### DOCUMENT EXTRACT
Studio album by Nation of Language
- Released: November 5, 2021
- Genre: Synth-pop; post-punk;
- Length: 44:05
- Label: PIAS Recordings
- Producer: Abe Seiferth Nick Millhiser

Nation of Language chronology
| Introduction, Presence (2020) | A Way Forward (2021) | Strange Disciple (2023) |

Singles from A Way Forward
- "Across That Fine Line" Released: June 3, 2021; "Wounds of Love" Released: July 8, 2021; "This Fractured Mind" Released: August 5, 2021; "A Word & A Wave" Released: September 9, 2021; "The Grey Commute" Released: October 20, 2021;

= A Way Forward =

A Way Forward is the second studio album by American synth-pop band, Nation of Language. The album was released on November 5, 2021, and was their last to feature original bassist Michael Sue-Poi before his departure in 2022.

== Background ==
The album was announced on June 3, 2021, with the release of the first single "Across That Fine Line". Three variations of the vinyl record were made available: a standard black color, a red and blue blend sold from Rough Trade Records, and a coke-bottle-clear color sold through the band's webstore. Rough Trade also offered a bonus CD which features alternate versions of the tracks "A Word & A Wave", "In Manhattan" and "Miranda", plus a remix of the band's 2020 single "A Different Kind of Life" by producer Nick Millhiser.

== Reception==

The album received a Metacritic score of 76 out of 100, which indicates generally favorable reviews.

### SUPPLIED INFORMATION

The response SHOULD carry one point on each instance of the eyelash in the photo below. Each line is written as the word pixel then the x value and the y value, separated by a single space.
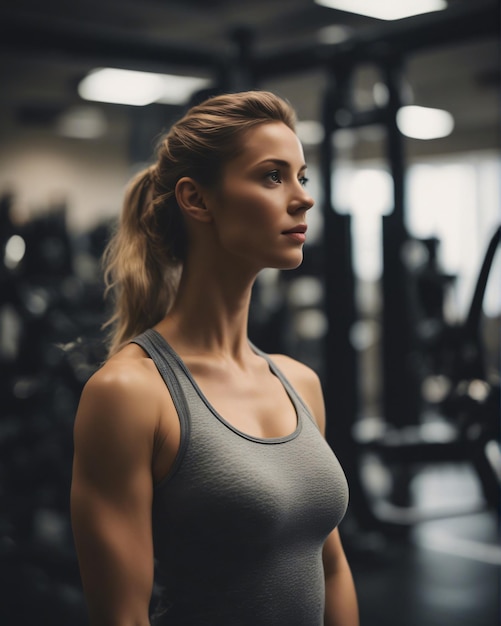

### PROBLEM DETAILS
Reproduce the part of the article on A Way Forward that starts with "A Way Forward is" and ends after "generally favorable reviews.".

### EXPECTED OUTPUT
A Way Forward is the second studio album by American synth-pop band, Nation of Language. The album was released on November 5, 2021, and was their last to feature original bassist Michael Sue-Poi before his departure in 2022.

== Background ==
The album was announced on June 3, 2021, with the release of the first single "Across That Fine Line". Three variations of the vinyl record were made available: a standard black color, a red and blue blend sold from Rough Trade Records, and a coke-bottle-clear color sold through the band's webstore. Rough Trade also offered a bonus CD which features alternate versions of the tracks "A Word & A Wave", "In Manhattan" and "Miranda", plus a remix of the band's 2020 single "A Different Kind of Life" by producer Nick Millhiser.

== Reception==

The album received a Metacritic score of 76 out of 100, which indicates generally favorable reviews.